## TASK STATEMENT:
Rewrite the stretch from the row containing "Field inspection note: the bus roof" through the end of the rows, replacing "on-site team" with "field crew" and leaving everything else unchanged.

Start of GIVEN DATA

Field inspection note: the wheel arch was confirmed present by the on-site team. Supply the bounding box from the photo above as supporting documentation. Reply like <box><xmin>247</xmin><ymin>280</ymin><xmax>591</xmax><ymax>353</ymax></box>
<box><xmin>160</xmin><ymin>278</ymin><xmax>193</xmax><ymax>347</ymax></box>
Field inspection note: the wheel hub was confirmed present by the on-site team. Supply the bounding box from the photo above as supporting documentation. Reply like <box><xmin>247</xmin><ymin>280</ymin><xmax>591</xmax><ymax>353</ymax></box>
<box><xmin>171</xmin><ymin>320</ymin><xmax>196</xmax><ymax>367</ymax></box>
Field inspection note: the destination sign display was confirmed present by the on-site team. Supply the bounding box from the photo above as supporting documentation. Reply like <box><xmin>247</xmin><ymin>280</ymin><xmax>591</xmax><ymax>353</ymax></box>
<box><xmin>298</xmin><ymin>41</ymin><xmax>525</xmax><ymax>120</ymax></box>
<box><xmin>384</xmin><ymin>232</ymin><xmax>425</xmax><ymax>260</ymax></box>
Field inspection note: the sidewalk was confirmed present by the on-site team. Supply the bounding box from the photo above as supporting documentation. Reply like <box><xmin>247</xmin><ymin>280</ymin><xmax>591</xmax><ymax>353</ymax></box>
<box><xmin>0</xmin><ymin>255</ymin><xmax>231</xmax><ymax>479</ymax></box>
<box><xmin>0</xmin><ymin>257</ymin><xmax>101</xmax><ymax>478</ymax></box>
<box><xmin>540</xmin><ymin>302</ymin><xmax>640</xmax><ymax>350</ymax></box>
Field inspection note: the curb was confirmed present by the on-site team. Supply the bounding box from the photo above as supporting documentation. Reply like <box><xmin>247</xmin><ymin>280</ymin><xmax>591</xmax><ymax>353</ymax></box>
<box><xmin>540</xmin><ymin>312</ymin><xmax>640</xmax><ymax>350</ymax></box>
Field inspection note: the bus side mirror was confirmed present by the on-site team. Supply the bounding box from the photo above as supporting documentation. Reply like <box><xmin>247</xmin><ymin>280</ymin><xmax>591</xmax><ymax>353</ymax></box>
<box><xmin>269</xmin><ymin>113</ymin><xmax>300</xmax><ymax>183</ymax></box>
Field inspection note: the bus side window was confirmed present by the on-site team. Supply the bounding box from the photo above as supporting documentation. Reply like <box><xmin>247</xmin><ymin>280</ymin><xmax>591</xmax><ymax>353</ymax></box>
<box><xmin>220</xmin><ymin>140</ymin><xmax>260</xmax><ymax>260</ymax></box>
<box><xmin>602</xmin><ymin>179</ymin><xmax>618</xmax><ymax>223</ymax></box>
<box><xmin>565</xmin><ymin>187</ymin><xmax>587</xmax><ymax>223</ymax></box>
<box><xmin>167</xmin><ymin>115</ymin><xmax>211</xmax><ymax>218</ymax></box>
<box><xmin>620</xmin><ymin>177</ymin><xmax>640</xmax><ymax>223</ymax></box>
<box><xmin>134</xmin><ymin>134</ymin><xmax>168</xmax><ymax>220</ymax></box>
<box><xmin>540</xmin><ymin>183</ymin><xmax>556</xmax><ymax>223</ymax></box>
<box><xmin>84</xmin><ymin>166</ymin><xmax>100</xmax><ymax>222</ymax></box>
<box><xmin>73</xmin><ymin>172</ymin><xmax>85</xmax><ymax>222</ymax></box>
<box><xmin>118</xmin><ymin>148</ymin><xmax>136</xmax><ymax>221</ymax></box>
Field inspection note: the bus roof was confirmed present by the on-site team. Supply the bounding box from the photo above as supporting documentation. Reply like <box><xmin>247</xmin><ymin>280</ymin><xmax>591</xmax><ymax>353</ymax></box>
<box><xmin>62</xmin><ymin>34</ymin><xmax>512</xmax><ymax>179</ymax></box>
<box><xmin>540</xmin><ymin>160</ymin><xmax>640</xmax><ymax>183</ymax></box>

End of GIVEN DATA

## COMPLETED TASK:
Field inspection note: the bus roof was confirmed present by the field crew. Supply the bounding box from the photo above as supporting documentation. Reply like <box><xmin>247</xmin><ymin>280</ymin><xmax>591</xmax><ymax>353</ymax></box>
<box><xmin>62</xmin><ymin>34</ymin><xmax>512</xmax><ymax>179</ymax></box>
<box><xmin>540</xmin><ymin>160</ymin><xmax>640</xmax><ymax>183</ymax></box>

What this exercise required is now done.